→ EXERCISE INSTRUCTIONS
Write out, from the entries below, exactly the lines that run between the lines holding "point(425, 359)" and "point(23, 114)", inclusive, and stop there.

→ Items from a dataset
::::

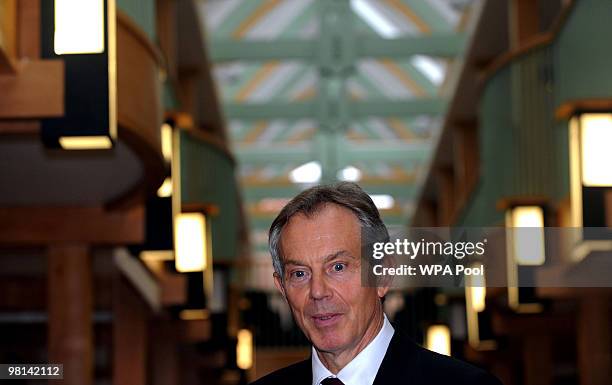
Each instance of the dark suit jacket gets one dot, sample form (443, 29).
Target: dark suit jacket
(405, 363)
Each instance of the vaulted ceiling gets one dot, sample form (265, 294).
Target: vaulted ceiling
(348, 89)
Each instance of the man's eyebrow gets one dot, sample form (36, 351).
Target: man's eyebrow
(337, 254)
(328, 258)
(293, 262)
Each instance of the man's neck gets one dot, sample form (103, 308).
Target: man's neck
(335, 361)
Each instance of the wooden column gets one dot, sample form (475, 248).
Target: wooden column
(70, 312)
(129, 335)
(594, 350)
(524, 21)
(446, 195)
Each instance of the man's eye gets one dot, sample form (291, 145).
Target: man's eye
(339, 266)
(299, 274)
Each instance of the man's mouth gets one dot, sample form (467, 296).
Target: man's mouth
(326, 319)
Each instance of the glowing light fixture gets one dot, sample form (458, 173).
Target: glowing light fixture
(438, 339)
(307, 173)
(349, 174)
(79, 27)
(85, 142)
(383, 202)
(374, 18)
(428, 66)
(165, 190)
(596, 157)
(476, 292)
(528, 246)
(190, 248)
(244, 349)
(166, 138)
(156, 255)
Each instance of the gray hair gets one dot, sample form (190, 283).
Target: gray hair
(346, 194)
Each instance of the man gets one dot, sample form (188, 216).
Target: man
(315, 244)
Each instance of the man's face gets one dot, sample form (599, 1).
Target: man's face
(322, 280)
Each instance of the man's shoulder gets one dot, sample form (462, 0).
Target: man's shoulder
(437, 368)
(300, 372)
(426, 367)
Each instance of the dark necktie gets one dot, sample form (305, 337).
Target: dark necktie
(331, 381)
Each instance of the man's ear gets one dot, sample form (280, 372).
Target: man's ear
(278, 282)
(383, 284)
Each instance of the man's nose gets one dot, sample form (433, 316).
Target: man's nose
(319, 287)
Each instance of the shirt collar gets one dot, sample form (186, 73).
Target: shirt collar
(363, 368)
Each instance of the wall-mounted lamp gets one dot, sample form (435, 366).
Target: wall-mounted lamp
(590, 135)
(526, 235)
(478, 322)
(525, 251)
(82, 34)
(244, 349)
(191, 243)
(438, 339)
(79, 27)
(165, 190)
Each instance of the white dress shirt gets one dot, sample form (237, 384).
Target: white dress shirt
(363, 368)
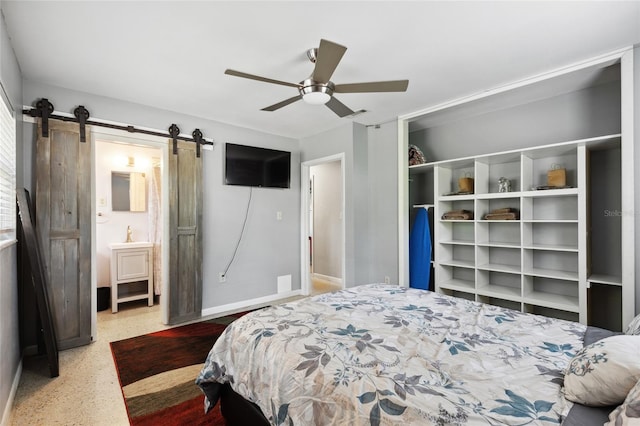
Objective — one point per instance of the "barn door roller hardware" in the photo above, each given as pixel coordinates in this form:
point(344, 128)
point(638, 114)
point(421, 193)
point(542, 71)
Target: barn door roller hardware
point(82, 115)
point(44, 110)
point(174, 131)
point(197, 137)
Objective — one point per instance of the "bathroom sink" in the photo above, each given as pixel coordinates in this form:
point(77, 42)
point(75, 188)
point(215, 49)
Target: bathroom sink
point(136, 244)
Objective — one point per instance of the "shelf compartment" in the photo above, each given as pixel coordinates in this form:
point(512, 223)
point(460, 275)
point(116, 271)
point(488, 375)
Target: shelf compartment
point(455, 278)
point(551, 293)
point(458, 263)
point(484, 206)
point(551, 312)
point(614, 280)
point(448, 175)
point(551, 273)
point(503, 303)
point(504, 233)
point(536, 164)
point(460, 294)
point(457, 255)
point(551, 264)
point(499, 259)
point(550, 208)
point(458, 285)
point(605, 306)
point(542, 193)
point(490, 169)
point(459, 231)
point(458, 242)
point(499, 284)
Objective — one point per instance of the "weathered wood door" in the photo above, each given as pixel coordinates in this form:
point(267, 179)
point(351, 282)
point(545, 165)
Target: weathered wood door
point(185, 242)
point(63, 225)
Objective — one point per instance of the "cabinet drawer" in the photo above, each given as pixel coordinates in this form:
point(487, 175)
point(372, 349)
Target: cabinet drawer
point(132, 265)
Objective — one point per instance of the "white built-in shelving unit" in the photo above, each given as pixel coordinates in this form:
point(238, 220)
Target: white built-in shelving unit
point(570, 253)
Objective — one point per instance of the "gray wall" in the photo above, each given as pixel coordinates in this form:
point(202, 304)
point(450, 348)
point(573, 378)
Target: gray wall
point(11, 79)
point(327, 223)
point(636, 162)
point(576, 115)
point(383, 207)
point(371, 191)
point(268, 249)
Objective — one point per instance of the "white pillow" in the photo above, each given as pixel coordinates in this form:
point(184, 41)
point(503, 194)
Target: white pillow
point(634, 326)
point(629, 412)
point(603, 372)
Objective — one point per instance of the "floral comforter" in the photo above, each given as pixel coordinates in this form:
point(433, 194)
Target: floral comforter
point(380, 354)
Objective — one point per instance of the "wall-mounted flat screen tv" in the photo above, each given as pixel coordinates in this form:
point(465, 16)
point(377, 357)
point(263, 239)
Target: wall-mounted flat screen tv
point(254, 166)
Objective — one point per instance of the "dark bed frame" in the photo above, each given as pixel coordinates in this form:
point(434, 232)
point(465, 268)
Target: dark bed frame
point(237, 411)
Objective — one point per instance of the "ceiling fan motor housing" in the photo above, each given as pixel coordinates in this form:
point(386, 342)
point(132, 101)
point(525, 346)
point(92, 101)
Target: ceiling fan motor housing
point(314, 92)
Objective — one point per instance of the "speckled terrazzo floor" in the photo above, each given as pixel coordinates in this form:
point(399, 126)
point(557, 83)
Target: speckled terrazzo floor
point(87, 391)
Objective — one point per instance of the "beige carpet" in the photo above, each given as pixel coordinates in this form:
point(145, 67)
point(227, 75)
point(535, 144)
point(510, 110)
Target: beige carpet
point(319, 286)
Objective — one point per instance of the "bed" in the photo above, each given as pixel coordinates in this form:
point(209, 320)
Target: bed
point(380, 354)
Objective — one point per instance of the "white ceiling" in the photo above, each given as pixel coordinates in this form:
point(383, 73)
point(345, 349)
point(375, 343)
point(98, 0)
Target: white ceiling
point(172, 54)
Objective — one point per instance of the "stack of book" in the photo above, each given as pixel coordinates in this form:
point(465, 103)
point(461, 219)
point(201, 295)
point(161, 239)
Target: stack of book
point(506, 213)
point(458, 215)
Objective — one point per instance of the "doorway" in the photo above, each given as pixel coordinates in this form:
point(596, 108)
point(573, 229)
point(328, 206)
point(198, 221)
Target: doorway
point(142, 160)
point(323, 256)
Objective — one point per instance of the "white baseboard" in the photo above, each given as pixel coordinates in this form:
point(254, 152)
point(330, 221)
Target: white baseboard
point(6, 416)
point(329, 278)
point(232, 308)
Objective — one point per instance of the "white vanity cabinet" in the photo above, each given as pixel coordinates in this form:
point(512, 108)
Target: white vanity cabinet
point(131, 263)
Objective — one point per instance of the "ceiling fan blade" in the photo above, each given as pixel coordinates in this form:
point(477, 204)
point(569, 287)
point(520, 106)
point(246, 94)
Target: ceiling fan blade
point(329, 55)
point(257, 77)
point(282, 104)
point(338, 107)
point(374, 86)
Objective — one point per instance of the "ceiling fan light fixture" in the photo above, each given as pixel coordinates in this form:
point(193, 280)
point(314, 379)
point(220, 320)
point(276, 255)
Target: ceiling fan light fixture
point(315, 93)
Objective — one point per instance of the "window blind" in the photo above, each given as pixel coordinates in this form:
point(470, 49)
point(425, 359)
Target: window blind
point(7, 173)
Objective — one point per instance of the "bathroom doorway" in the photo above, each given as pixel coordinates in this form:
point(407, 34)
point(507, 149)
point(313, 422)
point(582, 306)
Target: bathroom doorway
point(129, 204)
point(323, 223)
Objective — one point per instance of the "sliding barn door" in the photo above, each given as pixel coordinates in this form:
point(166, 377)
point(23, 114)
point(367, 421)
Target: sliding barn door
point(63, 225)
point(185, 222)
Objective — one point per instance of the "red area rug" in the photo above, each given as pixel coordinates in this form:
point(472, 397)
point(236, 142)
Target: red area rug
point(157, 374)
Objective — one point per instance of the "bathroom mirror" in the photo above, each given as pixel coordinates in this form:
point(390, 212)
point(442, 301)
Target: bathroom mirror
point(128, 192)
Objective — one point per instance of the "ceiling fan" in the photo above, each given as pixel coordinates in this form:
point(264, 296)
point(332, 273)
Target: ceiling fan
point(318, 89)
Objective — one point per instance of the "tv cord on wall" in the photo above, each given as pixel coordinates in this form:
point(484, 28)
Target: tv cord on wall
point(244, 224)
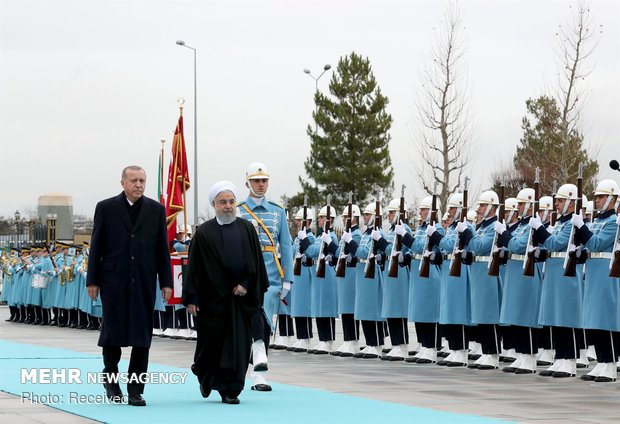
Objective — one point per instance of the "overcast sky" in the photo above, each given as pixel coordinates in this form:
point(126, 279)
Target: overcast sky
point(87, 87)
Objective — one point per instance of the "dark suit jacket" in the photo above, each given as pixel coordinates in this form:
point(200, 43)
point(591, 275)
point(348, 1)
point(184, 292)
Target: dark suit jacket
point(125, 261)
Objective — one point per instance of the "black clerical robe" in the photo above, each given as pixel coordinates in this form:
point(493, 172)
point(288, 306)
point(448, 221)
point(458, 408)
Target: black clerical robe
point(223, 322)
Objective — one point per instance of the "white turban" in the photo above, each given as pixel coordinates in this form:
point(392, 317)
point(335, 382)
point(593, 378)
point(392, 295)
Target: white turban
point(219, 187)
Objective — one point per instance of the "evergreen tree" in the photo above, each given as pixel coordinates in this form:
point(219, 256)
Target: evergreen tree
point(349, 150)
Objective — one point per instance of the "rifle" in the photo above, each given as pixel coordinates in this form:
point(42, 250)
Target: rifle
point(369, 270)
point(553, 218)
point(398, 244)
point(570, 261)
point(341, 268)
point(455, 265)
point(320, 268)
point(530, 260)
point(425, 263)
point(496, 259)
point(304, 224)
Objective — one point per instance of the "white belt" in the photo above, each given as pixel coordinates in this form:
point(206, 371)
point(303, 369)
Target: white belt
point(600, 255)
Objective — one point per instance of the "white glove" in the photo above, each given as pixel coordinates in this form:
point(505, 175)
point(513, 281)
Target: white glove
point(535, 223)
point(577, 220)
point(399, 229)
point(286, 287)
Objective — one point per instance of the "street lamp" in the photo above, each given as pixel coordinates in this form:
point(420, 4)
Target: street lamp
point(316, 88)
point(182, 44)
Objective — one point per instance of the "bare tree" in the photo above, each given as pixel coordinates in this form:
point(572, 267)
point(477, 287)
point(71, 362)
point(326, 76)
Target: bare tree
point(443, 137)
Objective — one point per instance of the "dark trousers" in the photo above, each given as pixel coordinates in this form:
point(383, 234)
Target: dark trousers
point(605, 343)
point(457, 335)
point(326, 327)
point(488, 336)
point(428, 334)
point(285, 325)
point(373, 333)
point(399, 333)
point(350, 328)
point(567, 342)
point(303, 327)
point(138, 364)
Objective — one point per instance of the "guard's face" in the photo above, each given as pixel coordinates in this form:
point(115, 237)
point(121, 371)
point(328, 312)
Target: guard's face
point(259, 186)
point(133, 184)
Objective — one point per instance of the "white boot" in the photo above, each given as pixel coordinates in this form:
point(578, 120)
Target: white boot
point(259, 356)
point(488, 362)
point(528, 364)
point(259, 381)
point(568, 368)
point(545, 357)
point(608, 373)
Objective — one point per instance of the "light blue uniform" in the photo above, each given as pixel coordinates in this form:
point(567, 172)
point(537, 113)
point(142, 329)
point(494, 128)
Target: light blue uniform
point(396, 290)
point(274, 218)
point(324, 293)
point(486, 293)
point(424, 293)
point(455, 296)
point(368, 291)
point(601, 292)
point(521, 299)
point(346, 285)
point(301, 291)
point(561, 297)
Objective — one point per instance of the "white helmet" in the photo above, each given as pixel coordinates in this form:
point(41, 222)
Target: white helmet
point(332, 211)
point(300, 213)
point(488, 197)
point(455, 200)
point(354, 208)
point(545, 203)
point(372, 207)
point(256, 170)
point(426, 203)
point(510, 204)
point(394, 205)
point(567, 191)
point(609, 187)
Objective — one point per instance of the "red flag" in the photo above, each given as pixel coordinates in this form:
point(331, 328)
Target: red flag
point(178, 180)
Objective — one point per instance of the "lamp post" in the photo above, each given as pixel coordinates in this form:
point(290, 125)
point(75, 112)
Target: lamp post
point(182, 44)
point(316, 89)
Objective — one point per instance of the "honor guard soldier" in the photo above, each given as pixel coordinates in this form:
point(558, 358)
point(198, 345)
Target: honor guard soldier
point(269, 220)
point(346, 284)
point(395, 305)
point(561, 297)
point(601, 292)
point(324, 305)
point(521, 295)
point(301, 295)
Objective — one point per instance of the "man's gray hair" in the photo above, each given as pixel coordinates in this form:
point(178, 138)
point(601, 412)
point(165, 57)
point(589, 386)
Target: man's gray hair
point(133, 168)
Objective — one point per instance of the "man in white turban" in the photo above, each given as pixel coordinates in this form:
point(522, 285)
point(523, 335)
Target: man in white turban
point(225, 284)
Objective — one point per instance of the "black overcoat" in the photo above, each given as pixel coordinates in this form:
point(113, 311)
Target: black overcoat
point(125, 261)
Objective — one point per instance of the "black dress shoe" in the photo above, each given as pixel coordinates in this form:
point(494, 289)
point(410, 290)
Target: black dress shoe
point(113, 392)
point(230, 401)
point(136, 400)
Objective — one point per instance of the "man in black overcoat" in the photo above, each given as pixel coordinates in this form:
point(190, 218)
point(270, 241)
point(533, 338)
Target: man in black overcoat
point(129, 251)
point(224, 289)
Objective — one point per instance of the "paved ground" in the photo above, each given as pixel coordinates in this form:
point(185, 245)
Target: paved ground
point(522, 398)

::::

→ WORKED SOLUTION
point(425, 359)
Target: window blind
point(7, 173)
Objective — one point per instance of the "bathroom doorway" in the photo above, each given as pixel coordinates in this form:
point(407, 34)
point(507, 149)
point(313, 422)
point(582, 306)
Target: bathroom doorway
point(129, 204)
point(323, 223)
Objective — one point per instance of the "sliding barn door" in the photo above, each given as pixel coordinates in this form:
point(166, 377)
point(23, 114)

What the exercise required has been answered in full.